START DATA TO EXAMINE
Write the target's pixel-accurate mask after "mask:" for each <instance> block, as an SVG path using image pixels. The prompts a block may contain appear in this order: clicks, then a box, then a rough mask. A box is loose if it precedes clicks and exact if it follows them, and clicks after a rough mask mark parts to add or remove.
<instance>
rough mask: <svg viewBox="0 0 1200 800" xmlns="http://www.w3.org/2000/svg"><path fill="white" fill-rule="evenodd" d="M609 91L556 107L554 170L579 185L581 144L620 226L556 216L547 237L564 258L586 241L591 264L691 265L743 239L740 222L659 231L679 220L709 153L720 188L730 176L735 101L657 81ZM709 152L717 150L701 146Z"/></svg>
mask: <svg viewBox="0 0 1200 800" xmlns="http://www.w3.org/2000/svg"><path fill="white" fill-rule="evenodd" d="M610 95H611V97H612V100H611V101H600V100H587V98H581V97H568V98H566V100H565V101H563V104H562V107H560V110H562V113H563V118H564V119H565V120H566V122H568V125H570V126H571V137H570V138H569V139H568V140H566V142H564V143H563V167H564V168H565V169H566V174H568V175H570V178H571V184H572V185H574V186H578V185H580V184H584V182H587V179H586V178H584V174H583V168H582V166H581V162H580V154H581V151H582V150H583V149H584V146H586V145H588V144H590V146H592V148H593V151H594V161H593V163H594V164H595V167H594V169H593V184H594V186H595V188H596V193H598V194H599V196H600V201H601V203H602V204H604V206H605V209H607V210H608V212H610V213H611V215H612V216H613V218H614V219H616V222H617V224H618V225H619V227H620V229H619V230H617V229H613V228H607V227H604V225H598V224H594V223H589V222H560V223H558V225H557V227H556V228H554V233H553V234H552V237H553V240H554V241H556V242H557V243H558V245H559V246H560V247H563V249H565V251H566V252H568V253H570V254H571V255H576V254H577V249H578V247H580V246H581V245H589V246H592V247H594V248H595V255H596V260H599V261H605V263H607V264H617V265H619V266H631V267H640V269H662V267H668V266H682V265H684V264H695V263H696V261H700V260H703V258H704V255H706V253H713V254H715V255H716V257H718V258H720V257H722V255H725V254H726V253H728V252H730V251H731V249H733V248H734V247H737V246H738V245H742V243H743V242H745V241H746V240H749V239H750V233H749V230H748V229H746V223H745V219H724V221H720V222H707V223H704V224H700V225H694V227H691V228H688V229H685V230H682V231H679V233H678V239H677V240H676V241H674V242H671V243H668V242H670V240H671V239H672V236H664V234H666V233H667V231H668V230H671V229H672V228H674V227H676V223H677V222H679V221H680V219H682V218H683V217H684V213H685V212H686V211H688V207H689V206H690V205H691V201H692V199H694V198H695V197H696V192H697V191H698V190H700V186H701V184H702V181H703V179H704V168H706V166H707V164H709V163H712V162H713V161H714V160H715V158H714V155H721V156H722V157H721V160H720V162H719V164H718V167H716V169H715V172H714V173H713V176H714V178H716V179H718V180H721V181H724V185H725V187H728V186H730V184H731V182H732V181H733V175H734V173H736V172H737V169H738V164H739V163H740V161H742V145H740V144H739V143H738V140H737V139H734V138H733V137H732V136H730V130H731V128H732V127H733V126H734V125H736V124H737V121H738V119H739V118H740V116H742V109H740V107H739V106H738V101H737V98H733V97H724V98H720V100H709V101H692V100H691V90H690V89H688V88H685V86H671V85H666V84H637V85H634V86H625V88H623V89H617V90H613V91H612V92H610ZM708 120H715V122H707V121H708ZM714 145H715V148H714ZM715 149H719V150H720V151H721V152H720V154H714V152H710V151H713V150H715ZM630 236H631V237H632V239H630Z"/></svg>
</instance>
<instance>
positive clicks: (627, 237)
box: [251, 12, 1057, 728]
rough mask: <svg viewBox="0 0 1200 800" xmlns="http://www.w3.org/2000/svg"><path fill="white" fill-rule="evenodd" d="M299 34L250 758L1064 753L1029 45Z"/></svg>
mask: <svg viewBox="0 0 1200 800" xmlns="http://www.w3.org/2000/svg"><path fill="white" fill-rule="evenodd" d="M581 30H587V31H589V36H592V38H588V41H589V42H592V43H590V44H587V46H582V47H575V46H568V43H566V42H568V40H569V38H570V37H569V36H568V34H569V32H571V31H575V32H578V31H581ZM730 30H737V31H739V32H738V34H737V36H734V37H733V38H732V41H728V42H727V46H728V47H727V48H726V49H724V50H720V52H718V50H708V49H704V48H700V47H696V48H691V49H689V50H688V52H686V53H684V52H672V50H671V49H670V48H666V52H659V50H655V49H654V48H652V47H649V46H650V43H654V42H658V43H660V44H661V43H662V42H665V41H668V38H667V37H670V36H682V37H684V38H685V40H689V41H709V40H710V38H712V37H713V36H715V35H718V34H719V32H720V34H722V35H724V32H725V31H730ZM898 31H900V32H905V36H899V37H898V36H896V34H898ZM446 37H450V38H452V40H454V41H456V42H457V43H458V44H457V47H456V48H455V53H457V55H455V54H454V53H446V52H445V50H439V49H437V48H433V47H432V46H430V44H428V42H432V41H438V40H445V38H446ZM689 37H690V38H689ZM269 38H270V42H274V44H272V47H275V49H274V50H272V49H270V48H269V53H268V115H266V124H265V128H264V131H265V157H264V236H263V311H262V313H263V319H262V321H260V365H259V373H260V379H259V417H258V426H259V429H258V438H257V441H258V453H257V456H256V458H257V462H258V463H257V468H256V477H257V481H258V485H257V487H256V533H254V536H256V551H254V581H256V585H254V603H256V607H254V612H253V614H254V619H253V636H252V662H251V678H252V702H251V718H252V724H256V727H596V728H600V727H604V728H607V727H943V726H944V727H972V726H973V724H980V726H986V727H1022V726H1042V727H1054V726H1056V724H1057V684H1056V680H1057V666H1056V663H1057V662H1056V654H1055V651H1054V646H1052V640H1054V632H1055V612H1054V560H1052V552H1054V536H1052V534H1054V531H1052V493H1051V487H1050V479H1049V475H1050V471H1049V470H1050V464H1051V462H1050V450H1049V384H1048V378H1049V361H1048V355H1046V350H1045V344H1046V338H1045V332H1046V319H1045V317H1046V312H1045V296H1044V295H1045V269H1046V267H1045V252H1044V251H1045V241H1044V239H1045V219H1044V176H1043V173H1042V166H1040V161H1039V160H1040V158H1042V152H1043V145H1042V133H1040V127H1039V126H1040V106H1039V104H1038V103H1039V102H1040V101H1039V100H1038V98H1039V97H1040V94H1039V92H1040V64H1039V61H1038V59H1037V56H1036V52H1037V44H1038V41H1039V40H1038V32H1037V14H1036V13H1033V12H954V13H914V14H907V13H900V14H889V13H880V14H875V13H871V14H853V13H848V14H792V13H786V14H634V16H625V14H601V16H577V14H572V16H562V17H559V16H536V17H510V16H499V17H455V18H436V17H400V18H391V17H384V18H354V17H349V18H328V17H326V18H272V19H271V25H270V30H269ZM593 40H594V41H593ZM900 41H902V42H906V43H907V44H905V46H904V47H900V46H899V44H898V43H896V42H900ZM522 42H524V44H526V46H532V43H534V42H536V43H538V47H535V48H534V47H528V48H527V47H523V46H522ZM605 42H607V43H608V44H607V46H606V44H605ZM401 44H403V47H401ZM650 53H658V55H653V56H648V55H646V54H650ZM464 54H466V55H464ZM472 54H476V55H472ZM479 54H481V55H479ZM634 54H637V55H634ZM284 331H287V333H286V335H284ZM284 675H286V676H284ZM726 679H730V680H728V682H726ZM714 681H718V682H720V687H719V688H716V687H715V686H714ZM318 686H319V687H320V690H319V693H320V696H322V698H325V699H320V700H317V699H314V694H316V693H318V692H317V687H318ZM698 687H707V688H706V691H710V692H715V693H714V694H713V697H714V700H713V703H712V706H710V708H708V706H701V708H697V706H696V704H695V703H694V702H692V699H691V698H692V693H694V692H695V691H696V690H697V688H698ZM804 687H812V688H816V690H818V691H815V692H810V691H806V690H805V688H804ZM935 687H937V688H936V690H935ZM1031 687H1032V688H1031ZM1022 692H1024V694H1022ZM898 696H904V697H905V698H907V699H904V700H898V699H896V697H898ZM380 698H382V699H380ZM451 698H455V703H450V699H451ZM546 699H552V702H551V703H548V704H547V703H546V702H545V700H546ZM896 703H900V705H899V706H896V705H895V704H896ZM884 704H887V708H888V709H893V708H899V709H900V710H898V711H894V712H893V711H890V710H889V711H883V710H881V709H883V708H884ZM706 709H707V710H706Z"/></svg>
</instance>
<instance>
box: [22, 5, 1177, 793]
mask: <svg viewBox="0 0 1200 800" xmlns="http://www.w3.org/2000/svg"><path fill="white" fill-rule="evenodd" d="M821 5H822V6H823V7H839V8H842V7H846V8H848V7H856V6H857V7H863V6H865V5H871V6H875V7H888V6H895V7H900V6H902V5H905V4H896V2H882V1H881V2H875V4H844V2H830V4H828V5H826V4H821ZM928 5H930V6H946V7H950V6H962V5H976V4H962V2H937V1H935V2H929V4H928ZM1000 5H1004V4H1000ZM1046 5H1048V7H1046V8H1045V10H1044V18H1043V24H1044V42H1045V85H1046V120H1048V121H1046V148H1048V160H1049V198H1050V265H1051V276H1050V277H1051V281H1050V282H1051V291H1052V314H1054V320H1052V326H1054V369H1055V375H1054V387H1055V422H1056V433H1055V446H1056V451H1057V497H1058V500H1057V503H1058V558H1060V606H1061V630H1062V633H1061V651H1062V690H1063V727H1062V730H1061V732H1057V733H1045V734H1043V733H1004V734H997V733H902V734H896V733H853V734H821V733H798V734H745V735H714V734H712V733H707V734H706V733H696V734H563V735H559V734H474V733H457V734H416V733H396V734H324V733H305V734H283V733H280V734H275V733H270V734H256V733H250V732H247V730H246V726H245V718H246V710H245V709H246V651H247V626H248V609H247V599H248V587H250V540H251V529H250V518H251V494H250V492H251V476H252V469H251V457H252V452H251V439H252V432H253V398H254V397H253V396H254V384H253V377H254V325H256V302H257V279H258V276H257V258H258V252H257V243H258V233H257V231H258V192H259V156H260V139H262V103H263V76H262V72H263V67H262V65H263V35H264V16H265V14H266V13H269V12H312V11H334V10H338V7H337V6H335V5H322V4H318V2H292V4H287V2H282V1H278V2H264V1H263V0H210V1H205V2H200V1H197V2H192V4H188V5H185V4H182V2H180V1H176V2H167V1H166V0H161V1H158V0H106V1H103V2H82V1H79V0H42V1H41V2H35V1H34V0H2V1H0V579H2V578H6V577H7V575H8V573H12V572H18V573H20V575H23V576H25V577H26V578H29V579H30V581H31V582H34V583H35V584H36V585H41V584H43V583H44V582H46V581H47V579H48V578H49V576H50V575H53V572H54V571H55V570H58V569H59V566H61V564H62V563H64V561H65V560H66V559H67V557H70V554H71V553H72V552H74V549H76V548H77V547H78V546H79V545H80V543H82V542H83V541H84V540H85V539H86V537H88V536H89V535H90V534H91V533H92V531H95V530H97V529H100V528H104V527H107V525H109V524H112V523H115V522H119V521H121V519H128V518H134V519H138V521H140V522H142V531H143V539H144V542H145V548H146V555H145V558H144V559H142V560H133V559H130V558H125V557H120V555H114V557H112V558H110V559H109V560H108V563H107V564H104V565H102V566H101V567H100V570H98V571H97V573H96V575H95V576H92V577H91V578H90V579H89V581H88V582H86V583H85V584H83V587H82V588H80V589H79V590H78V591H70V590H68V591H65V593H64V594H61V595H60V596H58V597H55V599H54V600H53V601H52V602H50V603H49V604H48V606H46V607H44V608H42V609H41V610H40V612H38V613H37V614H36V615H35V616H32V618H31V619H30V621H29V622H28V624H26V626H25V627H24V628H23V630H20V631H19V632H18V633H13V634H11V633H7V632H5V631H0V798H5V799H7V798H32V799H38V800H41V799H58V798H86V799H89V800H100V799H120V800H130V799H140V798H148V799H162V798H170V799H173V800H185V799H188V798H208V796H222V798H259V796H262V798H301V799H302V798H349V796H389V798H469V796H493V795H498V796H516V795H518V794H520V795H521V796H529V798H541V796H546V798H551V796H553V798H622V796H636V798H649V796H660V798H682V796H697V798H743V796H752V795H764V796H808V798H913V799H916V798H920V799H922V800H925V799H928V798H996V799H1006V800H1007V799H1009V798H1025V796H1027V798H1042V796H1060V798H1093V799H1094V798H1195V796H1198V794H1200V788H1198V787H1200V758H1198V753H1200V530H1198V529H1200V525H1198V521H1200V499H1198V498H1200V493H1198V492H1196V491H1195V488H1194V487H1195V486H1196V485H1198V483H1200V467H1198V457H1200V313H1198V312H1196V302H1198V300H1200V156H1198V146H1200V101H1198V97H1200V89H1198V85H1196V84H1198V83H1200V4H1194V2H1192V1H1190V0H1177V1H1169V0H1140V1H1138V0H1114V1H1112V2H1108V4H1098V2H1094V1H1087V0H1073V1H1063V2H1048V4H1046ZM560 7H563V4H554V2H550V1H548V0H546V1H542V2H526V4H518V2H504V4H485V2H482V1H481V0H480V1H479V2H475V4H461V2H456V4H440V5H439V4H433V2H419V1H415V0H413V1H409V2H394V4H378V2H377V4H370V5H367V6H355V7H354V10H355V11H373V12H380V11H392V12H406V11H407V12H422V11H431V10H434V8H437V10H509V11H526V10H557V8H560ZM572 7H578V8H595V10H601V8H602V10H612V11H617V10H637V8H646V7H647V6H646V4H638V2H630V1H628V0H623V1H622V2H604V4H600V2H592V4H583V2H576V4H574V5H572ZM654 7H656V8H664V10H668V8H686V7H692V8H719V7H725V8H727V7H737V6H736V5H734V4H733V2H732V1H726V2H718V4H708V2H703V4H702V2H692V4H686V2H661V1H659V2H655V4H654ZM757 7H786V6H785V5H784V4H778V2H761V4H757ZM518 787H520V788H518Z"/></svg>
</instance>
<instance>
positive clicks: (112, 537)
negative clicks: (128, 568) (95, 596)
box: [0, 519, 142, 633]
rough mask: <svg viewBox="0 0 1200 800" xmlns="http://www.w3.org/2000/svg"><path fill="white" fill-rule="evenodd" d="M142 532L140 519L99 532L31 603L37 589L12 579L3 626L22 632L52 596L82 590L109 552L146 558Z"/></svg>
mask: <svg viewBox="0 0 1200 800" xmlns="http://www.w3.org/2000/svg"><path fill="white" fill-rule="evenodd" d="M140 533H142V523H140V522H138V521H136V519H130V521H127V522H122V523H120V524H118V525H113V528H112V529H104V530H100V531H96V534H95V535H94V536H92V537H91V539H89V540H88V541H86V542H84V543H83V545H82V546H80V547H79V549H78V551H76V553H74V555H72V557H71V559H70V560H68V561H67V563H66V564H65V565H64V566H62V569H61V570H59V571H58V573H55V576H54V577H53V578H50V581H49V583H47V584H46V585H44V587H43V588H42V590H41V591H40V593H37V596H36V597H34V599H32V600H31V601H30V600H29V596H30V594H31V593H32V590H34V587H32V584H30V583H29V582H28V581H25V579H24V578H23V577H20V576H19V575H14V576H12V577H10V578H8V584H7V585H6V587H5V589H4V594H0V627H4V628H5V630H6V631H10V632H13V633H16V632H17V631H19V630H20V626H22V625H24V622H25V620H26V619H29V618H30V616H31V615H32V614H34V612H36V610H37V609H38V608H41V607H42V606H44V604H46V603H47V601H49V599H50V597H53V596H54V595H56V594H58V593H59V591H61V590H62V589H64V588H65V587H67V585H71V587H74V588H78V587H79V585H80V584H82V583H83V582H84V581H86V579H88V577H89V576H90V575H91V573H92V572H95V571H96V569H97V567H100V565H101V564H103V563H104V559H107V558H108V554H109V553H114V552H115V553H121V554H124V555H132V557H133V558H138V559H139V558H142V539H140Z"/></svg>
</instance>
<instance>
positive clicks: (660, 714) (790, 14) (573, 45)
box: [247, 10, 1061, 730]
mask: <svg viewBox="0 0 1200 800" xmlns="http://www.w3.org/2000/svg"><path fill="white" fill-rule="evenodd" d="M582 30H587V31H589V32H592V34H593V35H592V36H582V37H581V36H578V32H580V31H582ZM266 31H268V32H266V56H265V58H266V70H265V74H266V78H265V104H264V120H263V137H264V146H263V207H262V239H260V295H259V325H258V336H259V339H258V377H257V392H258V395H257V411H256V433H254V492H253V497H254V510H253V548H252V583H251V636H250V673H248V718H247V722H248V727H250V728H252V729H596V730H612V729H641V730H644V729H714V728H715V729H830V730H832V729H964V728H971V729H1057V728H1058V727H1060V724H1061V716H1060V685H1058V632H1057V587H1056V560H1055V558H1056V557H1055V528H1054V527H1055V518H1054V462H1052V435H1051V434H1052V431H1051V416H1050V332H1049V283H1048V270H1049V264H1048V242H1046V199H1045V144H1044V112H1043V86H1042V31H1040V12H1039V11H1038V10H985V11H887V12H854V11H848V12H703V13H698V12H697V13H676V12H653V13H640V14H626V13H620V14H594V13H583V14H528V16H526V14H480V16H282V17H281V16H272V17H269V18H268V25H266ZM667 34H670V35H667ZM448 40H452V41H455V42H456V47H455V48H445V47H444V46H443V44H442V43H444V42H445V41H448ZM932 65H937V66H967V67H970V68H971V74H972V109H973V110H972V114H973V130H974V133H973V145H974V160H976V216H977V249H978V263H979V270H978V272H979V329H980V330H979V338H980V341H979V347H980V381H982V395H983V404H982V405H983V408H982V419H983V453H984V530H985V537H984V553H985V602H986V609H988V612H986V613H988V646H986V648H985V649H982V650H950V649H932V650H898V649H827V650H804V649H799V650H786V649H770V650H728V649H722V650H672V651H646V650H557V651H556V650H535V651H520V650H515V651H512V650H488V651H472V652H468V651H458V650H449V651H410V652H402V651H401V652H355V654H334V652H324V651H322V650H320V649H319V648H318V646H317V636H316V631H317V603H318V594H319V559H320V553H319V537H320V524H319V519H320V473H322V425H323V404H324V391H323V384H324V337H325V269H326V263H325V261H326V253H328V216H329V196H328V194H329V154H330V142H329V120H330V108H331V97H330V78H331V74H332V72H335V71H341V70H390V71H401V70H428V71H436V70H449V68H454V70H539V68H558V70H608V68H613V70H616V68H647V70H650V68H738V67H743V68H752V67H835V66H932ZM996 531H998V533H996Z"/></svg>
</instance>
END DATA TO EXAMINE
• **WHAT THIS TASK INVOLVES**: The lines to show are those in the data above that include "rough".

• **SOLVED PROBLEM**:
Write the target's pixel-accurate mask after "mask:" for each <instance> block, as an SVG path using image pixels. The prompts a block may contain appear in this order: clicks, then a box, then a rough mask. A box is loose if it precedes clicks and exact if it follows them, and clicks after a rough mask mark parts to add or remove.
rough mask: <svg viewBox="0 0 1200 800" xmlns="http://www.w3.org/2000/svg"><path fill="white" fill-rule="evenodd" d="M609 91L556 107L554 170L579 185L581 144L620 226L556 216L547 237L564 258L586 241L591 264L691 265L743 239L740 222L659 231L679 220L709 153L720 188L730 176L735 101L657 81ZM709 152L717 150L701 146Z"/></svg>
rough mask: <svg viewBox="0 0 1200 800" xmlns="http://www.w3.org/2000/svg"><path fill="white" fill-rule="evenodd" d="M299 34L250 758L1064 753L1029 45Z"/></svg>
rough mask: <svg viewBox="0 0 1200 800" xmlns="http://www.w3.org/2000/svg"><path fill="white" fill-rule="evenodd" d="M142 532L140 519L99 532L31 603L37 589L12 579L3 626L22 632L52 596L82 590L109 552L146 558Z"/></svg>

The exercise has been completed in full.